**** Document ****

28/08/2010 | Benjamin Favier

Journaliste, photographe, enseignant, Hervé Bernard signe un livre singulier et envoûtant. Il s’interroge sur la nature de l’image et ses différentes formes. Une œuvre empreinte de sagesse, vivement conseillée en ces temps pixellisés.

Impossible de ranger cet ouvrage dans une catégorie : livre photo ? enquête ? thèse illustrée ? Manuel d’apprentissage ? Regard sur l’image se nourrit de tous ces genres. Le titre, a priori vague, a le mérite d’annoncer clairement la couleur. Dans une préface amicale et complice, Peter Knapp, célèbre directeur artistique et photographe suisse, loue l’entreprise. Hervé Bernard ne se contente pas ici de montrer de l’image. Il l’analyse sous toutes ses formes, qu’il s’agisse de peinture, séquences animées, ou bien sûr, de photographie. Et essaie d’interpréter ces différentes représentation du réel, forcément subjectives : « Que l’on photographie, filme ou peigne, on fige non seulement les événements, objets, personnages… mais aussi le point de vue physique adopté. Cette immobilisation est donc spatiale et temporelle. » Le photomontage et la retouche ne sont pas oubliés. C’est le point de départ d’une œuvre très dense, fruit d’une démarche philosophique.

****

▶ _Consigne_
Dans la critique du livre, remplacez «envoûtant» par «captivant» et recopiez le passage en commençant par «28/08/2010 | Benjamin» et en allant jusqu’à «ces temps pixellisés.».

**** Données extraites ****

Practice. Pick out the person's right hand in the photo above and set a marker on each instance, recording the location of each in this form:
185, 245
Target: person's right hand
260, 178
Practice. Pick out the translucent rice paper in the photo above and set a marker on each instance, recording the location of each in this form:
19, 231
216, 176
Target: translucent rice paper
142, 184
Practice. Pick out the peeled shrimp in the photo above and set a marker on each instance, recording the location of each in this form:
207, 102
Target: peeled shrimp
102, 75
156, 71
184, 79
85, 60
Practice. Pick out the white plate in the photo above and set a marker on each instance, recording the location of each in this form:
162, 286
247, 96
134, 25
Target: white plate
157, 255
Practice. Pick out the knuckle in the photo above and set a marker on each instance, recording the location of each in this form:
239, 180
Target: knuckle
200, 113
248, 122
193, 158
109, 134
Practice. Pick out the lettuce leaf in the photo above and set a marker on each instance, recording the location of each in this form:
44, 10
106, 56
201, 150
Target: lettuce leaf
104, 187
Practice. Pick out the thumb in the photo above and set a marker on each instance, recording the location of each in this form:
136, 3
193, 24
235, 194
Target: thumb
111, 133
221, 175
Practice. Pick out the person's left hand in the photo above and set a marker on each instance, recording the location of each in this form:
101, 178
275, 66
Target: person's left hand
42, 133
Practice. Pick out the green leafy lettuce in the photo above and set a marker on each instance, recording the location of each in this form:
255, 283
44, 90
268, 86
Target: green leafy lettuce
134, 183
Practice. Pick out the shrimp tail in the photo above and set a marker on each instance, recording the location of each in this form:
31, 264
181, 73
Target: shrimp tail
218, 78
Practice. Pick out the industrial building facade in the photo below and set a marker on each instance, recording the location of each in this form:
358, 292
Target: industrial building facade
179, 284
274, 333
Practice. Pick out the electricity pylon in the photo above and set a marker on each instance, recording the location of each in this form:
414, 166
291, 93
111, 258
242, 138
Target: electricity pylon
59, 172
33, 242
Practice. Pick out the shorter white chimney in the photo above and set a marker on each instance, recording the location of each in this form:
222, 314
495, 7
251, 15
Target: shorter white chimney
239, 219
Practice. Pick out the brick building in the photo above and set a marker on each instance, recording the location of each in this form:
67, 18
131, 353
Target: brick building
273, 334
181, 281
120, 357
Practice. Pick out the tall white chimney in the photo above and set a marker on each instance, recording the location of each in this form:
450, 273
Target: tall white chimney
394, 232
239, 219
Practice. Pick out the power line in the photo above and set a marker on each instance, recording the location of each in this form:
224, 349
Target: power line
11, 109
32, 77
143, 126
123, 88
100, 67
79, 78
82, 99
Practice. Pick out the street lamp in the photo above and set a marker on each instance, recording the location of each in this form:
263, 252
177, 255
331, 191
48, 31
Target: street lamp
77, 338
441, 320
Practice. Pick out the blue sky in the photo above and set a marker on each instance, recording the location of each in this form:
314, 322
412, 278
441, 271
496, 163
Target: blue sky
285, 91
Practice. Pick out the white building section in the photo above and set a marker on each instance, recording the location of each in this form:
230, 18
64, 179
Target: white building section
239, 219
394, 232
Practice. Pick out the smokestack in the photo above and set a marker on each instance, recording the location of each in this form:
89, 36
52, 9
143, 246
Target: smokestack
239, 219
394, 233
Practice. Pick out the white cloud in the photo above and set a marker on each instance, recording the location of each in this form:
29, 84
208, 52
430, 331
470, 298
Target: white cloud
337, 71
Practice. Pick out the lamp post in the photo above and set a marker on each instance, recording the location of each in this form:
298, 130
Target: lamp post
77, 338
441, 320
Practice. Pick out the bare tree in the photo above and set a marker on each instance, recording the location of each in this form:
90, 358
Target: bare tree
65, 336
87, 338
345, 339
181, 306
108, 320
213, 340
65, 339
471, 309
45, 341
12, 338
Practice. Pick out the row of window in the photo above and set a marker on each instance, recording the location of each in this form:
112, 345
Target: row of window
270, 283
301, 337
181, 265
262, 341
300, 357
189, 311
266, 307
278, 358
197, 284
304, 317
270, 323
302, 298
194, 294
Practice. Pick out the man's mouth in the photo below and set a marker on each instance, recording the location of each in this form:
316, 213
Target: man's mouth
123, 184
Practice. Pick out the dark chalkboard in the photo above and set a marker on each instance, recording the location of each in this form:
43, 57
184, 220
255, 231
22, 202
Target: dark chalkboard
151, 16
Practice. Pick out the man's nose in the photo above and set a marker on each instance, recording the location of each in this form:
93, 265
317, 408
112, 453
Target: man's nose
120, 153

****

▶ _Réponse_
28/08/2010 | Benjamin Favier

Journaliste, photographe, enseignant, Hervé Bernard signe un livre singulier et captivant. Il s’interroge sur la nature de l’image et ses différentes formes. Une œuvre empreinte de sagesse, vivement conseillée en ces temps pixellisés.